QUOTED PASSAGE START
Clathria (Microciona) osismica (Cabioch, 1968) is one of the (presumably) red encrusting Microcionidae, which can only be reliably identfied by microscopic examination of the spicules. It is close in spiculation to C. (M.) strepsitoxa and C. (M.) ascendens, differing in minor details of spicule sizes and categories. So far this species is only known from a single record from Roscoff, NW France.
Colour: Yellowish in alcohol.
Shape, size, surface and consistency: Encrusting, very thin: about 1 mm, on barnacles.
Spicules: Megascleres: Ectosomal subtylostyles, with microspined base: 150-335 x 2-4 µm; large acanthostyles, mostly entirely smooth except for conical spines on the head: 160-370 x 6-8 µm; echinating acanthostyles, entirely spined, with spines generally fine, the larger ones curved (those at the head are curved towards the point, those along the shaft are curved towards the head): 70-130 x 4-7 µm. Microscleres: Palmate isochelas: 11-16 µm; toxas in two distinct categories, 1) long, straight, with a very small inflexion (not twisted): 150-380 x 1-1.3 µm, and 2) short, deeply curved, finely rugose at the apices: 15-125 x 0.5-1.5 µm.
Skeleton: Ectosomal subtylostyles scattered confusedly in the surface and among the choanosomal spicule tracts. They form bouquets at the end of the choanosomal spicule tracts. The choanosomal skeleton consists of short plumose columns of styles bound by some spongin, but not enveloped in it. The columns divide and extend obliquely towards the surface; they are echinated by acanthostyles.
Ecology: On rocky substrate in deeper water.
Distribution: Known so far only from Roscoff, France.
Etymology: Osismi are a tribe of Breton people in the time of the Roman occupation of France.
Type specimen information: The type is in the collections of the Station Biologique at Roscoff.
This species is similar to C. (M.) strepsitoxa (Hope, 1889) differing from it in the clearly smaller sizes of most of the spicules. From C. (M.) ascendens (Cabioch, 1968) it differs in the possession of small toxas next to the long straight ones, the absence of a twist in the long toxas, and in the microspined condition of the subtylostyle heads.
QUOTED PASSAGE END
INPUT DATA START
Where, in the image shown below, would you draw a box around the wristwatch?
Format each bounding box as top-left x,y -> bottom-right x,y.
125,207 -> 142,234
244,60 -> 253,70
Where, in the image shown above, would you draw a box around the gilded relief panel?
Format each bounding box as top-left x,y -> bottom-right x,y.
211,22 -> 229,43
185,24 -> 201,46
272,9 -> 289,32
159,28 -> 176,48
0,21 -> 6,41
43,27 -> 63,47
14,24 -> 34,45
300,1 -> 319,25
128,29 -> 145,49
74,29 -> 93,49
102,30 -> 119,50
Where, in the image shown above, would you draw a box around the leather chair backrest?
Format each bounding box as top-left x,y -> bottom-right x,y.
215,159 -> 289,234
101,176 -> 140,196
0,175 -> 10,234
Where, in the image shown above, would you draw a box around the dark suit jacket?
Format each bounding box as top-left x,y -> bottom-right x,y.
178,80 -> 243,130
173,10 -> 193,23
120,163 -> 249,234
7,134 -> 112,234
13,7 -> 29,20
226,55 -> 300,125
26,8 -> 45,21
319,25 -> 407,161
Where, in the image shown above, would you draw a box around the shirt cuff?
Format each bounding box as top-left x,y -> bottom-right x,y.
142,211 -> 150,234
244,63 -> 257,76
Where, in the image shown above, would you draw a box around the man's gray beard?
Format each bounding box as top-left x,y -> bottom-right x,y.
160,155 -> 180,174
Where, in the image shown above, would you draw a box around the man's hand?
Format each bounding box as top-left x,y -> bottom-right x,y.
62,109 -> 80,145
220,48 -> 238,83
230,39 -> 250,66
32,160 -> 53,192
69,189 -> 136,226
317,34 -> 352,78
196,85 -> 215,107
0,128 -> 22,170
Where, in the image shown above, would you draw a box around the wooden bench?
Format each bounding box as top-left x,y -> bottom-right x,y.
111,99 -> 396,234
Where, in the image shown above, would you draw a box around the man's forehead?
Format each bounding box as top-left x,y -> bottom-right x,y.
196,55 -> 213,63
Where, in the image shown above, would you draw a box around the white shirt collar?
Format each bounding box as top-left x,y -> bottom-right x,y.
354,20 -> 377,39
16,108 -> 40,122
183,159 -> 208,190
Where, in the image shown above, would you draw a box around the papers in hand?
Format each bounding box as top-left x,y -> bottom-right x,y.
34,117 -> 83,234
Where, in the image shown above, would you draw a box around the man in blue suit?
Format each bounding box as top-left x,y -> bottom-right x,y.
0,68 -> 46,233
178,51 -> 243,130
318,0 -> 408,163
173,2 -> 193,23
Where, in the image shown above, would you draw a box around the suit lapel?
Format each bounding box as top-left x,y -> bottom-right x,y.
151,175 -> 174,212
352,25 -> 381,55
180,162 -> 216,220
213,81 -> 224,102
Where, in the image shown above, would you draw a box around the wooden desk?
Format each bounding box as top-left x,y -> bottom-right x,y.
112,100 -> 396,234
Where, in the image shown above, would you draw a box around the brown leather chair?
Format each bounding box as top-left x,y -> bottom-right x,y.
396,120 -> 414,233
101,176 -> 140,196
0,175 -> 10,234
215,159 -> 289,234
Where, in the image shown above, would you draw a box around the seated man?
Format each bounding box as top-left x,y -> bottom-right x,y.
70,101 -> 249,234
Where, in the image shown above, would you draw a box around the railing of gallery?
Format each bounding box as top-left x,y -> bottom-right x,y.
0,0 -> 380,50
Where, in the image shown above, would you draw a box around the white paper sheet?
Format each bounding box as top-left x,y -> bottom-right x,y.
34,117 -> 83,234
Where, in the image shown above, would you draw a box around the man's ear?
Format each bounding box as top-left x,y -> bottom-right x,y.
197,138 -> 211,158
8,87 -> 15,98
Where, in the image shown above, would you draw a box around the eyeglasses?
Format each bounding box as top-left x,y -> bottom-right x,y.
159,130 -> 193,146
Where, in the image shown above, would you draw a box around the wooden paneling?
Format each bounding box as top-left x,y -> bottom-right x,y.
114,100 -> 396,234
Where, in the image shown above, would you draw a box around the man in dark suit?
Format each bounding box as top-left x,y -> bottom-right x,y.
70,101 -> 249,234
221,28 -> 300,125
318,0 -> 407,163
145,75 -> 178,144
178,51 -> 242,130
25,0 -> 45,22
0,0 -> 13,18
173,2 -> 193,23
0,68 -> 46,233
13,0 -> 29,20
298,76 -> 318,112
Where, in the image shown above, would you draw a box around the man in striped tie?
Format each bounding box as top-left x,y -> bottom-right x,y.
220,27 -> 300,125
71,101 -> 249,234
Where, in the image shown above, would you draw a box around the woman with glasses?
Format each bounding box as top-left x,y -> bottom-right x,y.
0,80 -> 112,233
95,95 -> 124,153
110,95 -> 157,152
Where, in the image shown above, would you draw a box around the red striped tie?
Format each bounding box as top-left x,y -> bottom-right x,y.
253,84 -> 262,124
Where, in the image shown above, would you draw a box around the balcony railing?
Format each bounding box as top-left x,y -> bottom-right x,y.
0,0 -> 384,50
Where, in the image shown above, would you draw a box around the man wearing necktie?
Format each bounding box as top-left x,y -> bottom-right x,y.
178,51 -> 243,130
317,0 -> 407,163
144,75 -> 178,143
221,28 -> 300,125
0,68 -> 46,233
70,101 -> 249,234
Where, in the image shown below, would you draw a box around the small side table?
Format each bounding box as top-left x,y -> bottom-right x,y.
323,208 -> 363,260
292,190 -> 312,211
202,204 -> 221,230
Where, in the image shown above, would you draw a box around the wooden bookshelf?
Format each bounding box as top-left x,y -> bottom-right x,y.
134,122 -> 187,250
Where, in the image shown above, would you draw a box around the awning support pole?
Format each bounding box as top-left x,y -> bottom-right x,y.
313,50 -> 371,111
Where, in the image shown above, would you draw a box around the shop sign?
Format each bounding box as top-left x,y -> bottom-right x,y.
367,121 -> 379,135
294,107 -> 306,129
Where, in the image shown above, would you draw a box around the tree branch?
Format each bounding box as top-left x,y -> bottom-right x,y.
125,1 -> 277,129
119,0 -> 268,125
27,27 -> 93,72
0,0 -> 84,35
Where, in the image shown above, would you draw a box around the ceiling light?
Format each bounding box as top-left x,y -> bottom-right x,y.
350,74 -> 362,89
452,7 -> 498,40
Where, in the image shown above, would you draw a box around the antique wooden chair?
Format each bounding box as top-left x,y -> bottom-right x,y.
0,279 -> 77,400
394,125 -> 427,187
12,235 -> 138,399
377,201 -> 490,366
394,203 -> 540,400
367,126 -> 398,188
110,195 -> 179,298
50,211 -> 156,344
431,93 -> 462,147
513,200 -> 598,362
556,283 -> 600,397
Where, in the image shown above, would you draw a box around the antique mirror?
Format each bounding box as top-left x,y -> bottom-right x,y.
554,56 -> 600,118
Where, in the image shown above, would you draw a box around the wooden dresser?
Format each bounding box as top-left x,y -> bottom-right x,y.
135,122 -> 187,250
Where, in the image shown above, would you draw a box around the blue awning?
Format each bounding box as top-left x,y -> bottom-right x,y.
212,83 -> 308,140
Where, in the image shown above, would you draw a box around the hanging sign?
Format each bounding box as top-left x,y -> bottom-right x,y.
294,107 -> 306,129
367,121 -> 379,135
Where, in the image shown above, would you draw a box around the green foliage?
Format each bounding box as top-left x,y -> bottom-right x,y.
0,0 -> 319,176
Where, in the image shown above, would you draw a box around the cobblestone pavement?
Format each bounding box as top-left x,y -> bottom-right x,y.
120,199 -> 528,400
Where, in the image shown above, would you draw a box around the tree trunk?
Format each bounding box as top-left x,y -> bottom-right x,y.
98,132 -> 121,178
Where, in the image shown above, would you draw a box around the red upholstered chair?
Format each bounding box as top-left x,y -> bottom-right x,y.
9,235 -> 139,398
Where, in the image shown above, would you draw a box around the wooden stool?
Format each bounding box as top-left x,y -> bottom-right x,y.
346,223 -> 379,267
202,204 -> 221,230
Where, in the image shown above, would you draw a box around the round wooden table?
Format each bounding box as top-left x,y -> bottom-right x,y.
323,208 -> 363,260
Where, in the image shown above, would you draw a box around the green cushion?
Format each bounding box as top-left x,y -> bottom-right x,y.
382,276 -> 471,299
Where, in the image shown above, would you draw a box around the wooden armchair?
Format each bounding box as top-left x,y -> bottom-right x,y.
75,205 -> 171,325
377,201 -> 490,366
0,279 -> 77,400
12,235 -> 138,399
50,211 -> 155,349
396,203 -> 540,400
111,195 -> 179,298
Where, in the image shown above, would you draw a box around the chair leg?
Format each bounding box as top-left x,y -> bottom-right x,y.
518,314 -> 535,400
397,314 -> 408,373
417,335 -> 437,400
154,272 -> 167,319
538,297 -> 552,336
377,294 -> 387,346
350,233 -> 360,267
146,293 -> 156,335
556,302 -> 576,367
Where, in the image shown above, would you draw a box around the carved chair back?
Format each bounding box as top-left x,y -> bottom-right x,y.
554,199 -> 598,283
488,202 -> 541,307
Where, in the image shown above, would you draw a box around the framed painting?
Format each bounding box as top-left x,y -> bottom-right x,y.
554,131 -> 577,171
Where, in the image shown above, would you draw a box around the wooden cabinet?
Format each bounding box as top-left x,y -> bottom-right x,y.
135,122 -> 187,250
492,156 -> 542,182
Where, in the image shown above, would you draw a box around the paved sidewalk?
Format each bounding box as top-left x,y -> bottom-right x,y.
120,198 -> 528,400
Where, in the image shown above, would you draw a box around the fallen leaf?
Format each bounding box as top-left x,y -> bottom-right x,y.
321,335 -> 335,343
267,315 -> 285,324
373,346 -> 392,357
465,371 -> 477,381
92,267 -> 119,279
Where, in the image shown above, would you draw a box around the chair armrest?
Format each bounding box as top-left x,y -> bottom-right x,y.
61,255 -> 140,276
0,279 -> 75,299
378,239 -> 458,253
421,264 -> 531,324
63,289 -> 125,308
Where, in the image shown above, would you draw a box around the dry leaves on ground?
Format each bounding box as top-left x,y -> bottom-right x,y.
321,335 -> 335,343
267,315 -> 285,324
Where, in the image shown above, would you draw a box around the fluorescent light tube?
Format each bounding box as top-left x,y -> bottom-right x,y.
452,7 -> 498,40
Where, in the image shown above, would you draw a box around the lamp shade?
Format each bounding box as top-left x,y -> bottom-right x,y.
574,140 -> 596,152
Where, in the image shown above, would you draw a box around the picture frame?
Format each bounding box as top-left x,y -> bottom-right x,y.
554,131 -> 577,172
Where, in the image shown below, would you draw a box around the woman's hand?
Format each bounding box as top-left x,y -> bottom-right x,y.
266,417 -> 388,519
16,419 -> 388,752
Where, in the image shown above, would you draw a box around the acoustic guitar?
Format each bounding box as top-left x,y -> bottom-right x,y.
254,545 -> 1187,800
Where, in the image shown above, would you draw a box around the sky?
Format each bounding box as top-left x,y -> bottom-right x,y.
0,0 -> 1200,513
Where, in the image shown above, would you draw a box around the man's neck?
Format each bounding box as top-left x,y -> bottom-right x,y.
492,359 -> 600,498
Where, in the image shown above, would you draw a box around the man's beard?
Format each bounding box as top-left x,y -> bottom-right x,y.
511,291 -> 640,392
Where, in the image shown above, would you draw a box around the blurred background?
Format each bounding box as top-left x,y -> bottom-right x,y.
INPUT DATA END
• **ACTIONS TO TAKE**:
• A. For each statement, answer yes or no according to the sponge description, and quote the words of the sponge description that decide it: (i) The species is yellowish in alcohol. (ii) The long toxas are twisted. (iii) The type is kept at the Station Biologique at Roscoff.
• B. According to the sponge description, who were the Osismi?
The lines have no role in this work.

• **TASK RESPONSES**:
• A.
(i) Yes: "Yellowish in alcohol."
(ii) No: "long, straight, with a very small inflexion (not twisted)"
(iii) Yes: "The type is in the collections of the Station Biologique at Roscoff."

• B. A tribe of Breton people at the time of the Roman occupation of France.